§ **Task objective**: Reproduce every line of the records below word for word, keeping every character unchanged.
----- Source data
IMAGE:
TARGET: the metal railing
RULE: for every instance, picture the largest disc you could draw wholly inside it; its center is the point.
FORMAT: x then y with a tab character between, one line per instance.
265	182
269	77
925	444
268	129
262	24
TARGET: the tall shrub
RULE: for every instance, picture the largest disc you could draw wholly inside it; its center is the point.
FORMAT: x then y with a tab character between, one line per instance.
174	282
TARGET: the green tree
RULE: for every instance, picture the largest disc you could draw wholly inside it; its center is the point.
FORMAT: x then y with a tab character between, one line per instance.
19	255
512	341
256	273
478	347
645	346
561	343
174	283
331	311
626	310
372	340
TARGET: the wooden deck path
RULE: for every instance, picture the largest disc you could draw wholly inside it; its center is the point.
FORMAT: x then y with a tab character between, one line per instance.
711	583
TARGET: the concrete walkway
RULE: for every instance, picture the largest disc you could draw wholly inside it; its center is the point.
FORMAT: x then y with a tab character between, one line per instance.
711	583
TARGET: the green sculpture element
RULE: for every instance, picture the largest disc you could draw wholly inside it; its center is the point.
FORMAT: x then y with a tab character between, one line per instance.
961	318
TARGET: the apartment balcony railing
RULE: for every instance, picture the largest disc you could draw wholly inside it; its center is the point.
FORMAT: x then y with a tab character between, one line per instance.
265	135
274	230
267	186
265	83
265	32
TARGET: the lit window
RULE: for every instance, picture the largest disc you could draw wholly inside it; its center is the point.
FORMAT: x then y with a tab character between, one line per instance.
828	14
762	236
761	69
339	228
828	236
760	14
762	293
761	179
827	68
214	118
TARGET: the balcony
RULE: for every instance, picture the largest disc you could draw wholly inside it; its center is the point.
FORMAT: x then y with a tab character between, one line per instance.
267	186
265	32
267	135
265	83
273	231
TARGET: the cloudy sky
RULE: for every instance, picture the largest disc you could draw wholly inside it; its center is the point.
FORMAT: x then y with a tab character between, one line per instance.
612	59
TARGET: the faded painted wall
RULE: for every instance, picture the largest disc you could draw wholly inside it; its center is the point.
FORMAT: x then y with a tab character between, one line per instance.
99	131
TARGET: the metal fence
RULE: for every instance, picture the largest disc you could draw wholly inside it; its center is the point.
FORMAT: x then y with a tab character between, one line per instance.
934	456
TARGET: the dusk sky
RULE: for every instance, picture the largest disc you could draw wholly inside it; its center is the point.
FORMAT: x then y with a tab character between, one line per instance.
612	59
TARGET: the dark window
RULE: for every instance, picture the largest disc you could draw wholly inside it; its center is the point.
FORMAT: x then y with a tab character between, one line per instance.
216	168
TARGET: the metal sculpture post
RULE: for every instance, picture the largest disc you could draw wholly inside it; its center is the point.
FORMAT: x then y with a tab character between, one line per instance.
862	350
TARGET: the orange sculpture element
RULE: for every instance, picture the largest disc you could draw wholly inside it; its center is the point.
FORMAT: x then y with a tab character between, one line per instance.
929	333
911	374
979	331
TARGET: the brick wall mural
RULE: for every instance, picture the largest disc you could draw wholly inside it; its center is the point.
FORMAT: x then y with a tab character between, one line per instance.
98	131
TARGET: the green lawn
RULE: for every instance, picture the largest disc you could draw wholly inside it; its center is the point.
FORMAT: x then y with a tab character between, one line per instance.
----------
§ **Solution to this task**:
IMAGE:
TARGET: the metal railing
RULE: for every instance, picture the largest disc you could draw wholly inside it; its center is the point.
FORMAT: x then y with a tab character between, one line per instance.
265	182
269	77
925	444
268	129
262	24
TARGET: the tall shrub
RULE: for every instance, picture the largest disc you could draw wholly inside it; its center is the point.
FORMAT: x then y with a tab character between, one line per instance.
174	282
TARGET: the green tree
RULE: for every instance, picture the largest disc you could draw wholly inside it; its center is the point.
FORMAT: x then y with a tab character between, one line per instance.
19	255
512	341
256	273
478	347
645	346
561	343
174	283
331	311
626	310
372	340
TARGET: the wooden deck path
RULE: for every instance, picture the largest disc you could draw wholly inside it; its center is the point.
FORMAT: x then y with a tab character between, one line per instance.
711	583
TARGET: the concrete walkway
RULE: for every instance, picture the largest disc you could draw wholly inside it; its center is the point.
FORMAT: x then y with a tab character between, one line per instance.
711	583
TARGET: the green sculpture element
RULE: for every instance, picture the largest disc you could draw wholly inside it; its center is the point.
FORMAT: x then y with a tab character between, one line per instance.
961	318
TARGET: the apartment balcony railing
RULE: for every instance, picture the largest disc you could draw wholly inside it; its center is the point.
FORMAT: x then y with a tab character between, one line per instance.
265	135
274	230
267	186
265	83
265	32
TARGET: the lit window
RULE: for every instance, picture the largest disc you could draw wholly inside it; its center is the point.
FORMAT: x then y with a tab character between, one line per instance.
828	14
762	236
761	69
339	228
828	236
760	14
762	293
761	179
827	68
214	118
TARGET: the balcony
RULE: for every instance, picture the largest disc you could draw wholly inside it; its center is the point.
FORMAT: x then y with a tab character between, one line per instance.
267	186
265	32
267	135
265	83
273	231
TARGET: the cloudy sky
RULE: for every instance, picture the largest disc you could draw wholly inside it; its center is the point.
FORMAT: x then y with a tab character between, one line per instance.
612	59
TARGET: the faded painted wall
RULE: for every instance, picture the largest disc you could draw wholly inside it; its center is the point.
FORMAT: x then y with a tab character between, one line per instance.
99	131
TARGET: the metal fence
RULE: for every instance, picture the largest disc you could draw wholly inside it; its center is the point.
FORMAT: x then y with a tab character between, one line per instance.
934	456
TARGET: the dusk sky
RULE: for every instance, picture the largest disc you could draw wholly inside it; its center is the point.
FORMAT: x then y with a tab character between, one line per instance.
612	59
TARGET: the dark window
RULE: for every instance, picture the largest disc you could draw wholly inside it; its center is the point.
FORMAT: x then y with a tab character between, one line per instance.
216	168
TARGET: the metal sculpture post
RULE: for every instance, picture the largest disc you could draw wholly inside it; its center is the point.
FORMAT: x then y with a tab character between, one line per instance.
862	350
TARGET: the orange sculpture element
RULE: for every instance, picture the largest disc you could draw wholly inside it; its center is the point.
FORMAT: x then y with a tab character between, one line per instance.
929	333
911	374
979	331
TARGET: the brick wall mural
RULE: for every instance, picture the largest disc you could draw wholly inside it; its center is the point.
FORMAT: x then y with a tab character between, one line per instance.
98	131
TARGET: the green lawn
RULE: for every instance, picture the largest disc you could draw wholly inside it; its center is the point.
FORMAT: x then y with a tab character between, one line per instance.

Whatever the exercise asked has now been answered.